Region pointing data:
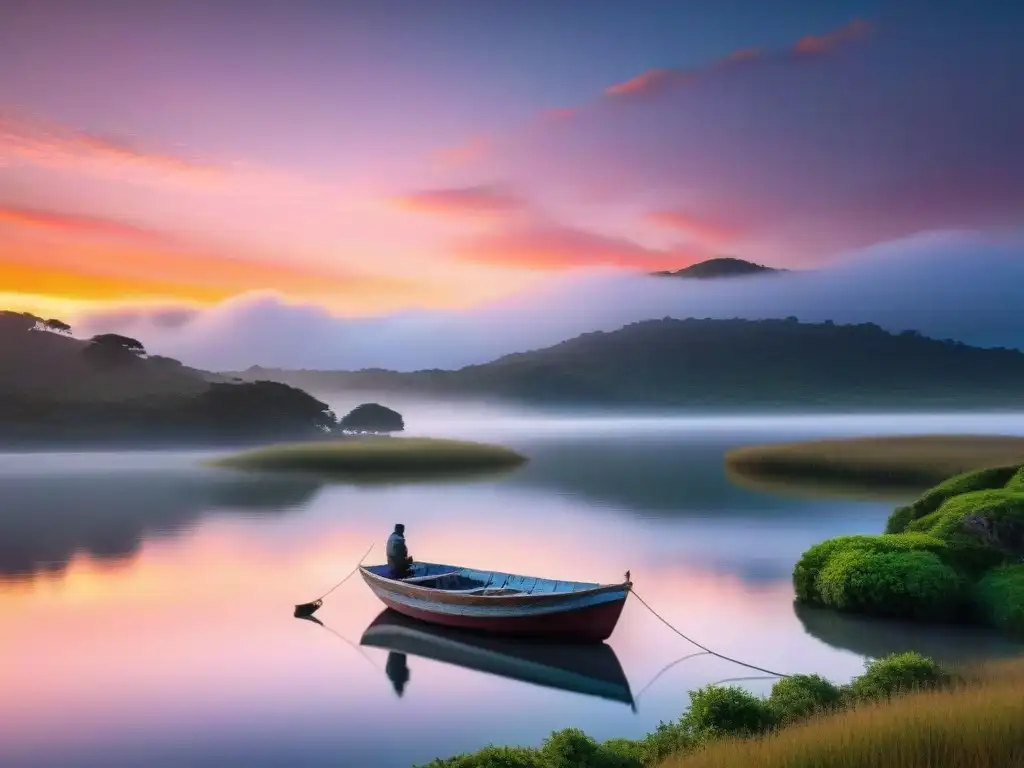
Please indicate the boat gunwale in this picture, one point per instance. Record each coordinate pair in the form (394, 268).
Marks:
(467, 598)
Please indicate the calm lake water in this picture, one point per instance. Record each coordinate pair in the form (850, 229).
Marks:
(145, 602)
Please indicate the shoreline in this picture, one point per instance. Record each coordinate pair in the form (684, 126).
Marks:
(886, 462)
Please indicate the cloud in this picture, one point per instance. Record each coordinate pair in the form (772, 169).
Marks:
(705, 231)
(53, 145)
(906, 284)
(855, 30)
(545, 246)
(823, 145)
(650, 82)
(658, 81)
(464, 201)
(465, 154)
(69, 223)
(97, 259)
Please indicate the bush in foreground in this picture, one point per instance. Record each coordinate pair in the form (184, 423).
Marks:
(972, 726)
(945, 562)
(716, 714)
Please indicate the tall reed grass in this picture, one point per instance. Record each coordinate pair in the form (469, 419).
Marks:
(977, 724)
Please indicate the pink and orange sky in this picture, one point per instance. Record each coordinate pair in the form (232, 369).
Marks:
(369, 158)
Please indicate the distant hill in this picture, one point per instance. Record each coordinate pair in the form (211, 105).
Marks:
(57, 390)
(718, 364)
(725, 266)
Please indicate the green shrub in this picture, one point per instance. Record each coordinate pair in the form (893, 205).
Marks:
(806, 572)
(932, 499)
(668, 738)
(999, 598)
(899, 519)
(1017, 481)
(909, 584)
(493, 757)
(897, 674)
(719, 711)
(1003, 510)
(573, 749)
(796, 697)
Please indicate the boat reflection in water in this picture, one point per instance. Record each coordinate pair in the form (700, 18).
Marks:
(591, 670)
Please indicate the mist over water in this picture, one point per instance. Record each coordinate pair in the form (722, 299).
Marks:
(146, 600)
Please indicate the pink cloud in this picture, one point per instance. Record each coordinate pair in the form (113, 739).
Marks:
(717, 232)
(855, 30)
(77, 224)
(651, 81)
(58, 146)
(798, 155)
(662, 80)
(464, 201)
(549, 247)
(466, 154)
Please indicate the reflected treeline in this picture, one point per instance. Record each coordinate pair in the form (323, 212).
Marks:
(879, 637)
(794, 487)
(650, 475)
(590, 670)
(48, 518)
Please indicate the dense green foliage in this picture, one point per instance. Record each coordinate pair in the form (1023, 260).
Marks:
(372, 417)
(801, 695)
(955, 553)
(898, 674)
(729, 364)
(934, 498)
(808, 570)
(914, 585)
(56, 389)
(716, 712)
(999, 596)
(377, 457)
(725, 266)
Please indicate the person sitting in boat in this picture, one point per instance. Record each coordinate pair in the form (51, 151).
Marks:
(397, 555)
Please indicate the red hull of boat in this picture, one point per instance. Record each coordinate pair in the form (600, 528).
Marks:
(593, 624)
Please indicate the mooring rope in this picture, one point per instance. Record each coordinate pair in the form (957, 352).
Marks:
(345, 579)
(666, 669)
(702, 647)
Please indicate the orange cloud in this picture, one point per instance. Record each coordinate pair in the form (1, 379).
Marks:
(465, 154)
(556, 248)
(126, 263)
(483, 199)
(651, 81)
(855, 30)
(657, 81)
(76, 225)
(700, 229)
(58, 146)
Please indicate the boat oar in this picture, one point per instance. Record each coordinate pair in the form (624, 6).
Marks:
(305, 610)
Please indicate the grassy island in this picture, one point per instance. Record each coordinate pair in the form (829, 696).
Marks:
(903, 711)
(918, 461)
(955, 554)
(377, 457)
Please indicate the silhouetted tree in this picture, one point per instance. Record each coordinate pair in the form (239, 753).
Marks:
(56, 326)
(114, 349)
(372, 417)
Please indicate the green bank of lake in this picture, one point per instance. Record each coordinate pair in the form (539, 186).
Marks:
(175, 582)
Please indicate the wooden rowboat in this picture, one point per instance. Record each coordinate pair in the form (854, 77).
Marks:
(502, 603)
(591, 670)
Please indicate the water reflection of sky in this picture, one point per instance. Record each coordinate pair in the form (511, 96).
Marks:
(144, 612)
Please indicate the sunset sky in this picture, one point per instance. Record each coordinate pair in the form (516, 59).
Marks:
(374, 157)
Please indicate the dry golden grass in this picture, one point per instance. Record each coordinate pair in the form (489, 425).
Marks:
(902, 461)
(979, 724)
(375, 457)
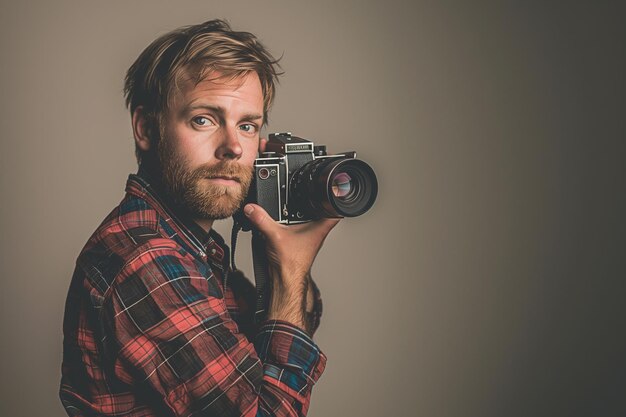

**WHAT THE EXERCISE ASKS**: Pull out every line of the entries that includes the word "reflection".

**SOLUTION TO THIS EXERCISE**:
Please indicate the boat reflection in water in this picture, one point per instance. Record each coordinate pair in the form (700, 18).
Please indicate the water reflection of sky in this picture, one point per instance. Record each coordinate pair in the form (511, 96).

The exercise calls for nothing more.